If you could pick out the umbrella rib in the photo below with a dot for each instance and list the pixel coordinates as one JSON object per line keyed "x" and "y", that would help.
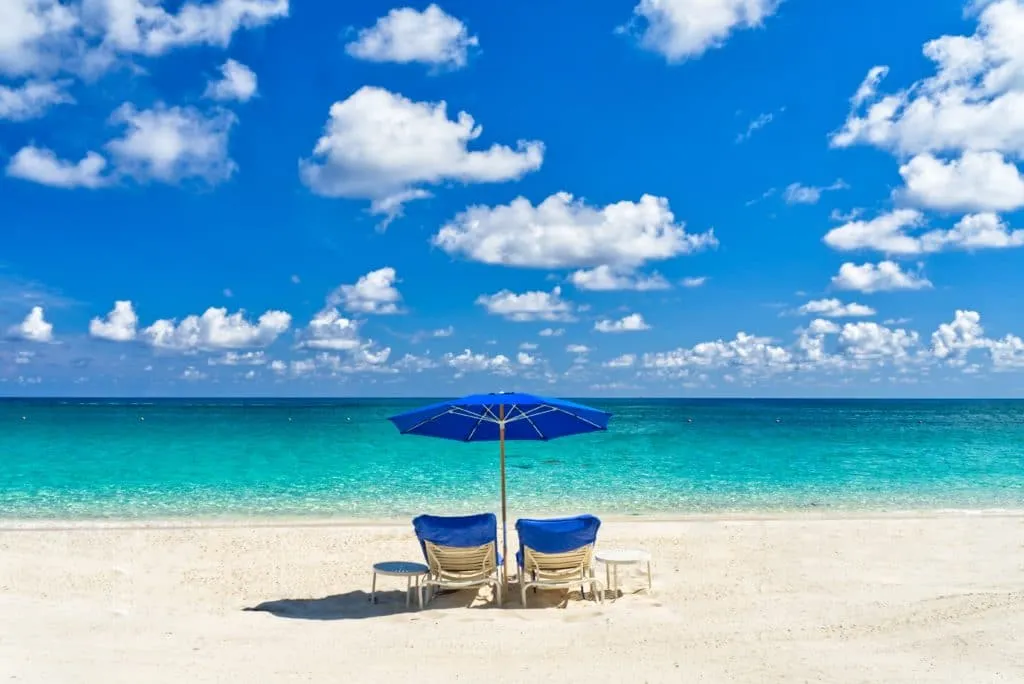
{"x": 532, "y": 424}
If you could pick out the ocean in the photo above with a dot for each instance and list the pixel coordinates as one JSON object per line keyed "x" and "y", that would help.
{"x": 73, "y": 459}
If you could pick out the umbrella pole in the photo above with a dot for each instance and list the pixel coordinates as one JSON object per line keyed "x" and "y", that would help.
{"x": 505, "y": 526}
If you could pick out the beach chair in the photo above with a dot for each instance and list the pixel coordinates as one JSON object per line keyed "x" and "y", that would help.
{"x": 461, "y": 552}
{"x": 557, "y": 554}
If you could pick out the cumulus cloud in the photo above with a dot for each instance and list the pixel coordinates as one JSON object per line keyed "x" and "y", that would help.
{"x": 173, "y": 143}
{"x": 633, "y": 323}
{"x": 330, "y": 330}
{"x": 120, "y": 325}
{"x": 145, "y": 28}
{"x": 799, "y": 194}
{"x": 468, "y": 361}
{"x": 891, "y": 233}
{"x": 834, "y": 308}
{"x": 32, "y": 99}
{"x": 883, "y": 276}
{"x": 382, "y": 146}
{"x": 564, "y": 232}
{"x": 374, "y": 293}
{"x": 406, "y": 35}
{"x": 237, "y": 82}
{"x": 976, "y": 181}
{"x": 34, "y": 328}
{"x": 622, "y": 361}
{"x": 605, "y": 279}
{"x": 684, "y": 29}
{"x": 748, "y": 353}
{"x": 42, "y": 166}
{"x": 43, "y": 37}
{"x": 216, "y": 329}
{"x": 535, "y": 305}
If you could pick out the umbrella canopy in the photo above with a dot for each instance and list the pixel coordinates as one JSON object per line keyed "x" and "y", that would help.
{"x": 501, "y": 417}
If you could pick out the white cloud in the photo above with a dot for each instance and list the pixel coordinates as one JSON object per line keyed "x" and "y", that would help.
{"x": 629, "y": 324}
{"x": 382, "y": 146}
{"x": 685, "y": 29}
{"x": 757, "y": 124}
{"x": 888, "y": 233}
{"x": 34, "y": 328}
{"x": 951, "y": 341}
{"x": 975, "y": 100}
{"x": 623, "y": 361}
{"x": 42, "y": 37}
{"x": 330, "y": 330}
{"x": 32, "y": 33}
{"x": 143, "y": 27}
{"x": 237, "y": 82}
{"x": 884, "y": 276}
{"x": 867, "y": 340}
{"x": 605, "y": 279}
{"x": 236, "y": 358}
{"x": 193, "y": 374}
{"x": 535, "y": 305}
{"x": 834, "y": 308}
{"x": 373, "y": 293}
{"x": 798, "y": 194}
{"x": 167, "y": 144}
{"x": 32, "y": 99}
{"x": 885, "y": 233}
{"x": 170, "y": 144}
{"x": 974, "y": 231}
{"x": 42, "y": 166}
{"x": 406, "y": 35}
{"x": 976, "y": 181}
{"x": 563, "y": 232}
{"x": 467, "y": 361}
{"x": 525, "y": 359}
{"x": 749, "y": 353}
{"x": 215, "y": 329}
{"x": 869, "y": 86}
{"x": 118, "y": 326}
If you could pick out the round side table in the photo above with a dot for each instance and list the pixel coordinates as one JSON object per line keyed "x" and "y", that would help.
{"x": 400, "y": 568}
{"x": 615, "y": 557}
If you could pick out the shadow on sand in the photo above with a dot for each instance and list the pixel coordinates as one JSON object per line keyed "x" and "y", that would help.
{"x": 356, "y": 605}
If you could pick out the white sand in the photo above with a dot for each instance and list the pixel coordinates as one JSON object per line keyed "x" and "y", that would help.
{"x": 916, "y": 598}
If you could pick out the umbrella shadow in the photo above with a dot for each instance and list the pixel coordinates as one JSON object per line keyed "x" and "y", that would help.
{"x": 356, "y": 605}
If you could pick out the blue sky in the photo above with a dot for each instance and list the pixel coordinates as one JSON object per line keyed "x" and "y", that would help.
{"x": 681, "y": 198}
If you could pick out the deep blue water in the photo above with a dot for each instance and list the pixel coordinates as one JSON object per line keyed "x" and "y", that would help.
{"x": 71, "y": 459}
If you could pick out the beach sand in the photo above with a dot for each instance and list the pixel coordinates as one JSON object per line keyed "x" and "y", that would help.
{"x": 897, "y": 598}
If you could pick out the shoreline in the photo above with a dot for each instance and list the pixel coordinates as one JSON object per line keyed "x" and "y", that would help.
{"x": 271, "y": 521}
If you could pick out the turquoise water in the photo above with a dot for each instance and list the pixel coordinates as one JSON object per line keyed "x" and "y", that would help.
{"x": 71, "y": 459}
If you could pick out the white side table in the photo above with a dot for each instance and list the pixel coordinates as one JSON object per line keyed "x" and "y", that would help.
{"x": 615, "y": 557}
{"x": 400, "y": 568}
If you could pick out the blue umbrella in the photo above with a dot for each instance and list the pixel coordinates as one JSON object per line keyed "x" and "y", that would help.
{"x": 501, "y": 417}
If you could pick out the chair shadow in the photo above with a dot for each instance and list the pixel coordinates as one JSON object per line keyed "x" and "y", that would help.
{"x": 356, "y": 605}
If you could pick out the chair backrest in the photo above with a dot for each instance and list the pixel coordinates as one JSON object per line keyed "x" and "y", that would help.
{"x": 459, "y": 531}
{"x": 557, "y": 544}
{"x": 455, "y": 561}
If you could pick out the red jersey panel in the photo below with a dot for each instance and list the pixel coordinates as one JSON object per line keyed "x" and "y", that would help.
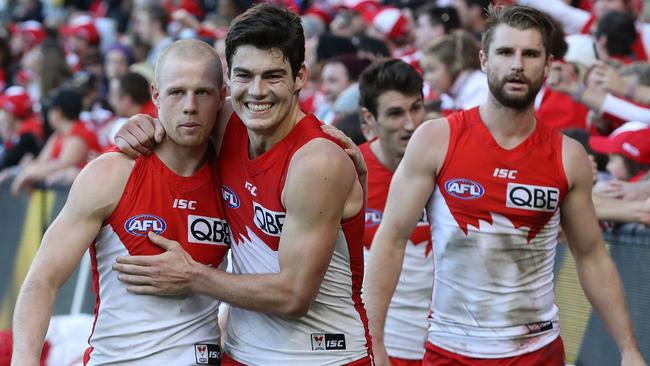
{"x": 157, "y": 330}
{"x": 405, "y": 330}
{"x": 495, "y": 215}
{"x": 334, "y": 330}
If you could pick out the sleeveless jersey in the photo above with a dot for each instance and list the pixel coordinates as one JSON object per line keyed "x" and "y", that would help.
{"x": 334, "y": 330}
{"x": 158, "y": 330}
{"x": 405, "y": 331}
{"x": 495, "y": 217}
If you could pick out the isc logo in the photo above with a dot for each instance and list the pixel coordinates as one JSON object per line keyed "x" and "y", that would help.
{"x": 532, "y": 198}
{"x": 326, "y": 342}
{"x": 207, "y": 230}
{"x": 229, "y": 196}
{"x": 140, "y": 225}
{"x": 270, "y": 222}
{"x": 207, "y": 354}
{"x": 373, "y": 217}
{"x": 464, "y": 189}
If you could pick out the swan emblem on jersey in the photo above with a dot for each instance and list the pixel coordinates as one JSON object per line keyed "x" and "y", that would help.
{"x": 464, "y": 189}
{"x": 230, "y": 197}
{"x": 140, "y": 225}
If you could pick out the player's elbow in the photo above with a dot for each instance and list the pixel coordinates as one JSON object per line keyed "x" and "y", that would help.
{"x": 296, "y": 307}
{"x": 296, "y": 303}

> TASK TO COMPLETE: Print out the lines exactly, skipping any picture.

> FULL OUTPUT:
If you could pick out the umbrella rib in the photo below with a dot for each instance and list the pixel coordinates as one JSON object per line keyed "x" and "y", that would help.
{"x": 532, "y": 424}
If you could pick out the ocean in the photo above with a dot for each instance and list the pixel coordinates as one JSON object per line keyed "x" and "y", that would help.
{"x": 73, "y": 459}
If you could pick out the umbrella pole in the photo above with a dot for each instance and list the pixel coordinates as one JSON object per line keyed "x" and "y", that would help.
{"x": 505, "y": 526}
If you could pick out the beach chair in the photo above with a dot for each instance and list the pixel coordinates as one JSON object per line keyed "x" and "y", that would help.
{"x": 461, "y": 552}
{"x": 557, "y": 554}
If you could pick out the cumulus cloud in the photo above with a dot for each instance and list the pixel coordinates as one JSON object per line keyed "x" and "y", that would help.
{"x": 173, "y": 143}
{"x": 633, "y": 323}
{"x": 330, "y": 330}
{"x": 120, "y": 325}
{"x": 145, "y": 28}
{"x": 799, "y": 194}
{"x": 468, "y": 361}
{"x": 891, "y": 233}
{"x": 834, "y": 308}
{"x": 32, "y": 99}
{"x": 883, "y": 276}
{"x": 382, "y": 146}
{"x": 564, "y": 232}
{"x": 374, "y": 293}
{"x": 406, "y": 35}
{"x": 237, "y": 82}
{"x": 976, "y": 181}
{"x": 34, "y": 328}
{"x": 622, "y": 361}
{"x": 605, "y": 279}
{"x": 684, "y": 29}
{"x": 748, "y": 353}
{"x": 42, "y": 166}
{"x": 43, "y": 37}
{"x": 216, "y": 329}
{"x": 535, "y": 305}
If you could pick out the umbrella canopy in the photo above with a dot for each instance and list the pixel coordinates as one JSON object per line keyed "x" and "y", that would help.
{"x": 501, "y": 417}
If you could pick out the white cloud in the photo above with a dot for each instance and list the pixel coordinates as one JSON object per line keyed "x" and "y", that would help.
{"x": 629, "y": 324}
{"x": 382, "y": 146}
{"x": 685, "y": 29}
{"x": 757, "y": 124}
{"x": 888, "y": 233}
{"x": 34, "y": 328}
{"x": 951, "y": 341}
{"x": 975, "y": 100}
{"x": 623, "y": 361}
{"x": 42, "y": 37}
{"x": 330, "y": 330}
{"x": 32, "y": 33}
{"x": 143, "y": 27}
{"x": 237, "y": 82}
{"x": 884, "y": 276}
{"x": 867, "y": 340}
{"x": 605, "y": 279}
{"x": 236, "y": 358}
{"x": 193, "y": 374}
{"x": 535, "y": 305}
{"x": 834, "y": 308}
{"x": 373, "y": 293}
{"x": 798, "y": 194}
{"x": 167, "y": 144}
{"x": 32, "y": 99}
{"x": 885, "y": 233}
{"x": 170, "y": 144}
{"x": 974, "y": 231}
{"x": 42, "y": 166}
{"x": 406, "y": 35}
{"x": 976, "y": 181}
{"x": 563, "y": 232}
{"x": 467, "y": 361}
{"x": 525, "y": 359}
{"x": 749, "y": 353}
{"x": 215, "y": 329}
{"x": 869, "y": 86}
{"x": 118, "y": 326}
If you could pick out the round side table in the photo above with a dot for each instance and list the pixel coordinates as one JSON object per line keyed "x" and "y", that would help.
{"x": 400, "y": 568}
{"x": 615, "y": 557}
If you could pick out the shadow on sand in the photo above with a dot for each instance and list the pixel coordinates as one JSON object per line keyed "x" and "y", that would help.
{"x": 356, "y": 605}
If you could pick out the white sand in the photo above with a dot for each instance and list the pixel coordinates as one JSON object per line keyed "x" and "y", that would help.
{"x": 916, "y": 598}
If you could pick out the umbrella shadow in the photo above with a dot for each instance and list the pixel coordinates as one JSON object per line keyed "x" and "y", that would help.
{"x": 356, "y": 605}
If you could pick out the blue sky in the photo above with a dot for each instance and list the pixel coordinates as one JSON object per line keyed "x" and "y", that would help.
{"x": 681, "y": 198}
If you could pick out the deep blue water in the photo above with a dot for each instance and list the pixel coordinates as one JSON object per line keyed "x" and "y", that would help.
{"x": 71, "y": 459}
If you could pick out the beach sand in the photo above with a dot for each instance and list the pixel coordinates as one JSON object per line keyed "x" and "y", that would help.
{"x": 897, "y": 598}
If you could pick out the shoreline in the photo above with a dot for each instance and list the pixel coordinates as one JSON object per line keyed "x" and "y", that would help.
{"x": 271, "y": 521}
If you could pick out the turquoise water in the photo above with a dot for each instance and list the pixel coordinates as one JSON object per line keyed "x" and "y", that would help.
{"x": 71, "y": 459}
If you could pick out the white side table in the photo above with a dot for each instance and list the pixel coordinates as one JSON object per line keyed "x" and "y", that would help.
{"x": 615, "y": 557}
{"x": 400, "y": 568}
If you could pick out the blue umbrella in the photo above with a dot for each instance and list the pixel coordinates as one JSON object per line keyed "x" and "y", that would help.
{"x": 501, "y": 417}
If you could pick out the chair shadow in the photo above with a dot for each instance and list the pixel coordinates as one JSON object per line keyed "x" and "y", that would help.
{"x": 356, "y": 605}
If you could pick out the chair backrest in the photo above with a dot for each instance and list the pixel coordinates as one JSON object per line keyed "x" and "y", that would help.
{"x": 459, "y": 531}
{"x": 557, "y": 544}
{"x": 455, "y": 561}
If you could pick out the red jersey panel in the photo below with a dot for each instance and list the pixel coordinates as one JSON object per line keyed "x" and "y", that would help.
{"x": 157, "y": 330}
{"x": 405, "y": 330}
{"x": 495, "y": 215}
{"x": 334, "y": 330}
If you could pick out the sleeveless jersey in the photo above with a dot for each instance and list the pixel coordinates as one JSON object per line keyed "x" and "y", that would help.
{"x": 334, "y": 330}
{"x": 158, "y": 330}
{"x": 405, "y": 331}
{"x": 495, "y": 217}
If you could pick out the isc logo in the photo above with a dot for each instance and list the pixel coordinates as one JSON object per line keyed "x" and "y", that would help.
{"x": 532, "y": 198}
{"x": 326, "y": 342}
{"x": 207, "y": 230}
{"x": 229, "y": 196}
{"x": 140, "y": 225}
{"x": 270, "y": 222}
{"x": 207, "y": 354}
{"x": 373, "y": 217}
{"x": 464, "y": 189}
If you could pick out the swan emblem on jersey in the photo above with a dot for each instance and list the pixel coordinates as one JSON object per line keyed "x" and "y", that would help.
{"x": 464, "y": 189}
{"x": 230, "y": 197}
{"x": 140, "y": 225}
If you could pick out the player's elbow in the photo above with a dot for each instance and list the pixel coordinates as one JSON object per line keyed "x" and "y", that would help.
{"x": 296, "y": 307}
{"x": 296, "y": 303}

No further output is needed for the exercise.